[SUPPLIED ENTRIES]:
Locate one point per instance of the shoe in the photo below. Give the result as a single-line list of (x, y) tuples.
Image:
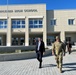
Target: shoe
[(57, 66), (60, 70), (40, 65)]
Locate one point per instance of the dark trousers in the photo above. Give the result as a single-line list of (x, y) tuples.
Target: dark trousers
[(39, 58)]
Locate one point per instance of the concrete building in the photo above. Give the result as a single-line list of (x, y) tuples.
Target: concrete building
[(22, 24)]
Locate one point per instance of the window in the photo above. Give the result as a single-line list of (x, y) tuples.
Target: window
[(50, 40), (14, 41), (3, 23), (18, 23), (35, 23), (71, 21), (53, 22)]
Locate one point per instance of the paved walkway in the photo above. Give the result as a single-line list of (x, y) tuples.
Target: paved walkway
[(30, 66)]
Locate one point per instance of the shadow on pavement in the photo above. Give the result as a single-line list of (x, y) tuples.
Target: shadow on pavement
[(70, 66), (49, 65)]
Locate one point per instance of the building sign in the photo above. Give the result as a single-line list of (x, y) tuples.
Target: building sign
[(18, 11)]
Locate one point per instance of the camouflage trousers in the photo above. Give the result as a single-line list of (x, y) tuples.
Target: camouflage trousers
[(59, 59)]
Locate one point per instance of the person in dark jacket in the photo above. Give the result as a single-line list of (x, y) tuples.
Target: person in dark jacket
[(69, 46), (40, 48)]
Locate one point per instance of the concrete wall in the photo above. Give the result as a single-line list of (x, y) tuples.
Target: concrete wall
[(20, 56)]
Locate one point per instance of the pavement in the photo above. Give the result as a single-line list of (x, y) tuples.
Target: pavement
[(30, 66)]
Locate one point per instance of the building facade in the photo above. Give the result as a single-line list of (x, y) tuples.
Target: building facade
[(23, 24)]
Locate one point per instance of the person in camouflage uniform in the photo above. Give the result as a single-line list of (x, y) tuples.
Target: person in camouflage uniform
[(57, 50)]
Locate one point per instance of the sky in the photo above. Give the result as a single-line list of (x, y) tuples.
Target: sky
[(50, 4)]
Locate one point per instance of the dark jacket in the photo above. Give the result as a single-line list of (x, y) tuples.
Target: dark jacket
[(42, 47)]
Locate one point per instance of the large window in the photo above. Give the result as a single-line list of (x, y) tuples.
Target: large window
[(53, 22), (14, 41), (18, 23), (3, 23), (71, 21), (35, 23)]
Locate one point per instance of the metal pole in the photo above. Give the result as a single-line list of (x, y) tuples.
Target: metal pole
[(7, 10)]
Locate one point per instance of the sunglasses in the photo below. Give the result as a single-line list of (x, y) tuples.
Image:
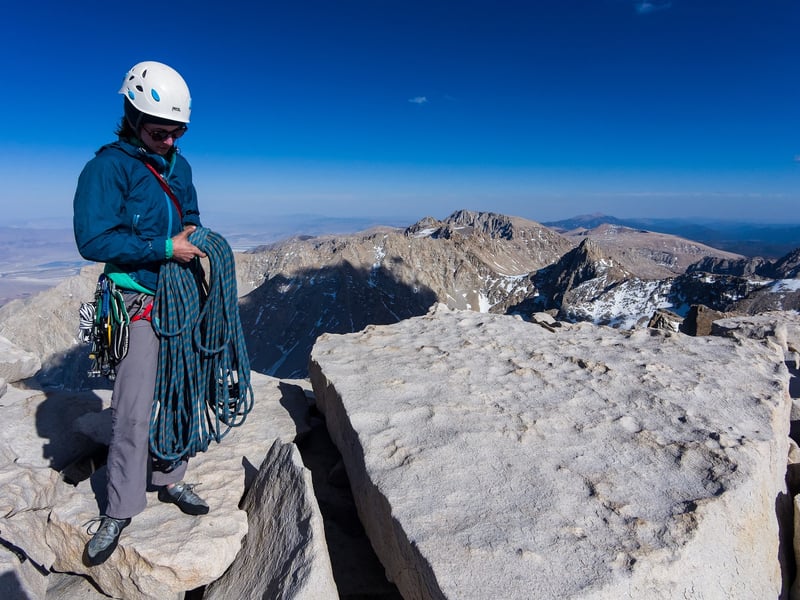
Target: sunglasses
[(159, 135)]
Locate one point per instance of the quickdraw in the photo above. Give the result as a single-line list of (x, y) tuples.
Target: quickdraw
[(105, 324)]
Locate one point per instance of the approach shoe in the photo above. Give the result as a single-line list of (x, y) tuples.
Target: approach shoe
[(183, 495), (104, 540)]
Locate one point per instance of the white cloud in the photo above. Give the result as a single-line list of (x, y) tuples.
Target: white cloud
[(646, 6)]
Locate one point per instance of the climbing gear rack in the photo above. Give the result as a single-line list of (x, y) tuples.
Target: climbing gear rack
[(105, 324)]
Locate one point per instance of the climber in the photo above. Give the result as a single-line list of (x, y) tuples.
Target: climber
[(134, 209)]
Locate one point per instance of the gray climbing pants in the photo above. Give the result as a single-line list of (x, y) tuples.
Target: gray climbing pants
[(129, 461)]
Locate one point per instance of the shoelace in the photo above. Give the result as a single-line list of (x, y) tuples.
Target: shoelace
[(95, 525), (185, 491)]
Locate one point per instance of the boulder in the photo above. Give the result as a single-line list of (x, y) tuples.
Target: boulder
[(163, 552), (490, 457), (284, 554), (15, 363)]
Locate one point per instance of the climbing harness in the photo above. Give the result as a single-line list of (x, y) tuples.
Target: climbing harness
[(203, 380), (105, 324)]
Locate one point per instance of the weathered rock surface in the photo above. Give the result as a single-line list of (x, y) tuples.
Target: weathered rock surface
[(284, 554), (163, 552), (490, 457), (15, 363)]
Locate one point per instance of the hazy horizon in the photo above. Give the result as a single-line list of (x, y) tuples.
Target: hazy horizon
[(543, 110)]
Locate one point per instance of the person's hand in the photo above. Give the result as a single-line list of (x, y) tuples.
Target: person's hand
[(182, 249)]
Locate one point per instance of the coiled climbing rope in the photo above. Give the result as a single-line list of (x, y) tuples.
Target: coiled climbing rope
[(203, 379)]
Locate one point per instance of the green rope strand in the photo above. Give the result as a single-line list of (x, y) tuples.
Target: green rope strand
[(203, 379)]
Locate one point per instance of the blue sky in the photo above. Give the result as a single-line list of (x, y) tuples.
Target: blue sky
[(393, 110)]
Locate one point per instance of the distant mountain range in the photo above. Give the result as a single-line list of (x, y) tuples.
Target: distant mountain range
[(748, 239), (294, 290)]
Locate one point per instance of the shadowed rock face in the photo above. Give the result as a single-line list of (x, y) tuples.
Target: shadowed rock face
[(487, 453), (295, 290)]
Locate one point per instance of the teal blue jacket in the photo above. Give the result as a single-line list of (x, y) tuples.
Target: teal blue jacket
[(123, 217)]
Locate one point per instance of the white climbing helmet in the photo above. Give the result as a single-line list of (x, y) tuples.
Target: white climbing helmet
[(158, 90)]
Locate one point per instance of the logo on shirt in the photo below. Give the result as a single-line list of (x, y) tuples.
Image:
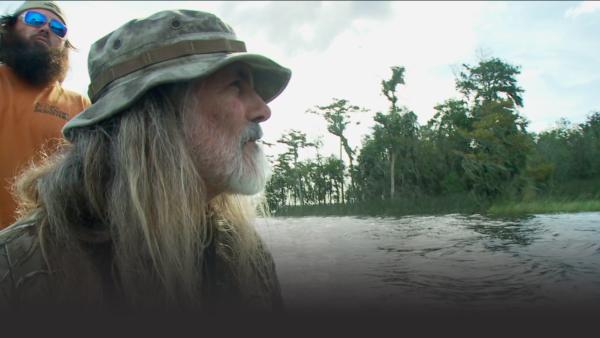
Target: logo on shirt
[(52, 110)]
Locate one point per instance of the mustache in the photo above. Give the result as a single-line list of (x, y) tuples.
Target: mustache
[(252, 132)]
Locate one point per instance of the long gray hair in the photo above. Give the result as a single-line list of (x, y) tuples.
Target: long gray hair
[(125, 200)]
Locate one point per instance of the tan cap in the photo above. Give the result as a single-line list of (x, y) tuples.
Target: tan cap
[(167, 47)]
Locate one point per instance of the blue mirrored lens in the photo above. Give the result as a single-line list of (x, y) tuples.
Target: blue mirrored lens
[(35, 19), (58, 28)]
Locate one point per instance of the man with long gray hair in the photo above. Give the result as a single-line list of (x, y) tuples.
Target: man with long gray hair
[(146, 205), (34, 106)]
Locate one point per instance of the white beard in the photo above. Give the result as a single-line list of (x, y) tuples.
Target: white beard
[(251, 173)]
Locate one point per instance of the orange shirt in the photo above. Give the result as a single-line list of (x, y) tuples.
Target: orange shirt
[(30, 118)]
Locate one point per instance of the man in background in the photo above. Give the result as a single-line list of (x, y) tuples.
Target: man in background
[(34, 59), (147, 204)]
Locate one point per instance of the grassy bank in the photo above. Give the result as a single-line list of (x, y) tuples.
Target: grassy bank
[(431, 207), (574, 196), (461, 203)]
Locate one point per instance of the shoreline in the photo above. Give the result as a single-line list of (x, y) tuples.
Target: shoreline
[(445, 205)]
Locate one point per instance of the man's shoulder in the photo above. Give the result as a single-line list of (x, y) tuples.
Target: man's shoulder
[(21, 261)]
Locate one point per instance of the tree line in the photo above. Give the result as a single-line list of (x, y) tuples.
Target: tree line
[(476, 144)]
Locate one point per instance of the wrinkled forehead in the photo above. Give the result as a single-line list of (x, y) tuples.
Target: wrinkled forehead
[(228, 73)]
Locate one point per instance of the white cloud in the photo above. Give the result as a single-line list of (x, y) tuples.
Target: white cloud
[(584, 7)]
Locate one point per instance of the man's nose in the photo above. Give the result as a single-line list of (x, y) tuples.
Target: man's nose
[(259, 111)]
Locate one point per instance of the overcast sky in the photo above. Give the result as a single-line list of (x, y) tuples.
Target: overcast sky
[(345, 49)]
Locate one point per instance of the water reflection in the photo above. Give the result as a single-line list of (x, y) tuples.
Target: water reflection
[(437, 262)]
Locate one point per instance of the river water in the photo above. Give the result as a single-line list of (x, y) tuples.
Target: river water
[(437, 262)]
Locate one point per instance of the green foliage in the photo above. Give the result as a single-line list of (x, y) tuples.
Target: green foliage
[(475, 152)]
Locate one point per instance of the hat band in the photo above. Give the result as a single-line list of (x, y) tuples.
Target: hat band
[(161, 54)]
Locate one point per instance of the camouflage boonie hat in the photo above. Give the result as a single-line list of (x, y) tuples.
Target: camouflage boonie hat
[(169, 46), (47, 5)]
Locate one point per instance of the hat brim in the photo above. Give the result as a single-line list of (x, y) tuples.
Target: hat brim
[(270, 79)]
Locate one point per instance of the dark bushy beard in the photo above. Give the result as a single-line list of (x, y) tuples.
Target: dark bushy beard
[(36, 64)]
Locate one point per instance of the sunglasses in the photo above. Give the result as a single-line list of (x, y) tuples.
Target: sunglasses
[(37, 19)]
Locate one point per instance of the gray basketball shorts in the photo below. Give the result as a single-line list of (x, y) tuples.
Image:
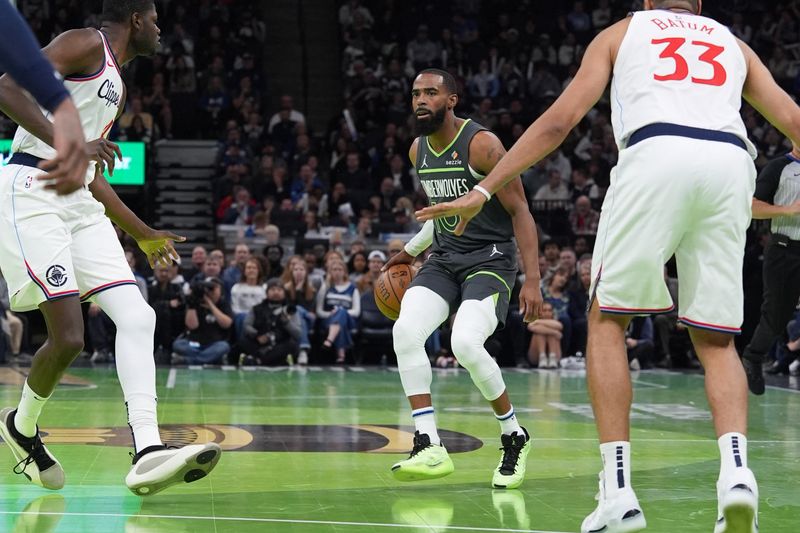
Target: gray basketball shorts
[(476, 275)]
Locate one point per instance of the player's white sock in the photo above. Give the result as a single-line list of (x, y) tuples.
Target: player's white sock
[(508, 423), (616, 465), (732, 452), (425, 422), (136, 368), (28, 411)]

[AIM OF THE TASK]: What is needed is the number of lines in these entries that include the word "below"; please give it alone.

[RESULT FOR THIS TASK]: 4